Copy out the items, starting at the beginning and ending at the line that contains "[203, 390, 229, 413]", with 49 added to every bounding box coordinate in the answers. Keep all the other lines and numbers unchanged.

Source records
########

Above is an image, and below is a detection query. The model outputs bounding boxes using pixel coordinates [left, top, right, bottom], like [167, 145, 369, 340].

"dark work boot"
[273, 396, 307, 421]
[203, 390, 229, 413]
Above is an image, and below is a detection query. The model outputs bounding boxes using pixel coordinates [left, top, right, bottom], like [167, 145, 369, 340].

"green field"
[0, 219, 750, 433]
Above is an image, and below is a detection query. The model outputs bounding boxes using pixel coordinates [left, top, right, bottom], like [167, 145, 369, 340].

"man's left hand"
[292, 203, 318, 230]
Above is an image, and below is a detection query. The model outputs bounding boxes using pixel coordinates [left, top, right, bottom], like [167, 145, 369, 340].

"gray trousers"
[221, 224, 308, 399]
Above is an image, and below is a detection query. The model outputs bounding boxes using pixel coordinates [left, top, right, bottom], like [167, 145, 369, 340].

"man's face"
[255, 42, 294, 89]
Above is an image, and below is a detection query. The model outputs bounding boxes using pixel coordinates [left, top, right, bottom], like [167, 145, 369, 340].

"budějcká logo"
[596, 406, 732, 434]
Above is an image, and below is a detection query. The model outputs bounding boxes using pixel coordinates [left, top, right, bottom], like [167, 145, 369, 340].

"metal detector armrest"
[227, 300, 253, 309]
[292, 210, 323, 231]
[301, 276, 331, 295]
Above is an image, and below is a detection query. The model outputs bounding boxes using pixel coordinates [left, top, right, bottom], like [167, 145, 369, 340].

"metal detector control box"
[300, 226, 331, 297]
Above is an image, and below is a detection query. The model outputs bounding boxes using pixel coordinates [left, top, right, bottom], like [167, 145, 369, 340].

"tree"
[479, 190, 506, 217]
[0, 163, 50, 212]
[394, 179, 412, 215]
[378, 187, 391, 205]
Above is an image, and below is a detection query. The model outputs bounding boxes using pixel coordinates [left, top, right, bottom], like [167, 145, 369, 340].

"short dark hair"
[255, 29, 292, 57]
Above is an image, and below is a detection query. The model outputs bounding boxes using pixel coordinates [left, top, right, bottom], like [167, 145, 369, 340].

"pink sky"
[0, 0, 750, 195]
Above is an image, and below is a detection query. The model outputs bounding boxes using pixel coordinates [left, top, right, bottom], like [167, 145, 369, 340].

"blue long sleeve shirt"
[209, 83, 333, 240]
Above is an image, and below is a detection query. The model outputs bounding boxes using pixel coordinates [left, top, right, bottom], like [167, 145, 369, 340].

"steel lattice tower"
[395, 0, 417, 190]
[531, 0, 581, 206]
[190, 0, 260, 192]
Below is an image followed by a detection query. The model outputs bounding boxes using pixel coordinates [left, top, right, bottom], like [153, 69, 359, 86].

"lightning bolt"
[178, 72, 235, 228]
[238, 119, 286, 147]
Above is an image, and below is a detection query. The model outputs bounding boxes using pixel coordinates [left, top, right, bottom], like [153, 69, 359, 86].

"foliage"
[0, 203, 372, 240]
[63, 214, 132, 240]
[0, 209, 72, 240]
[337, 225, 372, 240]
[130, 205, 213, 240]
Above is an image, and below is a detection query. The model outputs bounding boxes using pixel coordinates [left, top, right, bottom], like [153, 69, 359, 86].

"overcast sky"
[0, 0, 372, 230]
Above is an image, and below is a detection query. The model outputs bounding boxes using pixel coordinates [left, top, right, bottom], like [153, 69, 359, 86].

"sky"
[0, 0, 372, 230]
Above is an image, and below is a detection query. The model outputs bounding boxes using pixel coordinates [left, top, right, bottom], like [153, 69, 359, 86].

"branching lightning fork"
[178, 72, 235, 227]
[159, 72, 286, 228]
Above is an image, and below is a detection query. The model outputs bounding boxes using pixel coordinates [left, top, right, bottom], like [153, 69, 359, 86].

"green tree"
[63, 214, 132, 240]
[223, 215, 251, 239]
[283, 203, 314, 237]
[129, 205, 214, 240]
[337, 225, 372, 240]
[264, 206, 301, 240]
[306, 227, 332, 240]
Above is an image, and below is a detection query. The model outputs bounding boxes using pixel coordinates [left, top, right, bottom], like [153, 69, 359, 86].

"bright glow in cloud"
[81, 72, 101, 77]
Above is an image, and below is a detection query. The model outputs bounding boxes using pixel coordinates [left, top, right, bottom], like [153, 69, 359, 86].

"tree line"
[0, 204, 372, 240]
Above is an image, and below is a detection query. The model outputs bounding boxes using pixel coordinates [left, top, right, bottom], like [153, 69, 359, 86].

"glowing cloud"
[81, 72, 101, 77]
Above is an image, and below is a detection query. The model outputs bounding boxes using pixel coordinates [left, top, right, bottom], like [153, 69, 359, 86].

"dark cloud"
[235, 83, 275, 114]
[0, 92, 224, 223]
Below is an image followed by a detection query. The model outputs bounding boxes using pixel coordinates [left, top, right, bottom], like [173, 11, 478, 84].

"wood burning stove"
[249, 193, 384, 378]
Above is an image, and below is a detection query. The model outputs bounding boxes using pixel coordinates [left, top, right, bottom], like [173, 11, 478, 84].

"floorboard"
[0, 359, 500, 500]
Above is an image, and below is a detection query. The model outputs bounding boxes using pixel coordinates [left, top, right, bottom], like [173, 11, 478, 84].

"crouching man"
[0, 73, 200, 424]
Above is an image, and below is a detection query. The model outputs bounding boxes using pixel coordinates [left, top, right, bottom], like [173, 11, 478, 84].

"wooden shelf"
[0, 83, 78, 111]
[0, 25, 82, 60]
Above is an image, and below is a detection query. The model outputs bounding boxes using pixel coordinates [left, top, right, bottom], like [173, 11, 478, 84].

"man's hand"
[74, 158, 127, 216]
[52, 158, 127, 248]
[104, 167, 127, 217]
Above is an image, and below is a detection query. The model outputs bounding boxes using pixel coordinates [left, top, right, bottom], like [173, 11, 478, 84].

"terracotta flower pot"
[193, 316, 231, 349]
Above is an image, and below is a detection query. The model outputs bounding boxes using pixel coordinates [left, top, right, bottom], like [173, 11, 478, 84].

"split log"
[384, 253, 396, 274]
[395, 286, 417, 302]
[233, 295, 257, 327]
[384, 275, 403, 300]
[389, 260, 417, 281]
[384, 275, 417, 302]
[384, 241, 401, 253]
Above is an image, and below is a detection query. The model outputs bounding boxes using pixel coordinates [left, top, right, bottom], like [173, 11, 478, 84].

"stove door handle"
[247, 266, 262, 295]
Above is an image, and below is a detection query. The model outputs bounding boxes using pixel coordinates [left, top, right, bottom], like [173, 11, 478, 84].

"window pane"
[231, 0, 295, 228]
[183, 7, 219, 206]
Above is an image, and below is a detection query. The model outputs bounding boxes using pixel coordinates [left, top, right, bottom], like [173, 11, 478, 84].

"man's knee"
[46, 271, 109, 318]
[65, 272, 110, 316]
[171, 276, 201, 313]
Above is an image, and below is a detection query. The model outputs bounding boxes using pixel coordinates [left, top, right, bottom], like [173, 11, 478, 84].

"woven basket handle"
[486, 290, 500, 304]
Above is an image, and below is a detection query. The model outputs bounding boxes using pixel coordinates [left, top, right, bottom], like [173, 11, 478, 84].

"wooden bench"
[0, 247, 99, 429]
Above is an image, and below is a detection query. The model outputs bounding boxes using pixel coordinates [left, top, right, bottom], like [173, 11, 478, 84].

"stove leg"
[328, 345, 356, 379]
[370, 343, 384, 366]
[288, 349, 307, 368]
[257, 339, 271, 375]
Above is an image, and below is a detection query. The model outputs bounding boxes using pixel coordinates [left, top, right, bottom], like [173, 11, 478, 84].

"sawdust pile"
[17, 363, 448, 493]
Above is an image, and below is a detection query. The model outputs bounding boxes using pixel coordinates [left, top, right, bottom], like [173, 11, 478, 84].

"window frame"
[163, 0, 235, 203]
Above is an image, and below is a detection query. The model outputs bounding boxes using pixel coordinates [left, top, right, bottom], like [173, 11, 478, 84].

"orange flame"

########

Result>
Above is an image, and below is a detection query. The model outputs bounding boxes using pixel coordinates [left, top, right, bottom], like [167, 145, 369, 340].

"dark work boot"
[322, 445, 356, 470]
[252, 439, 278, 462]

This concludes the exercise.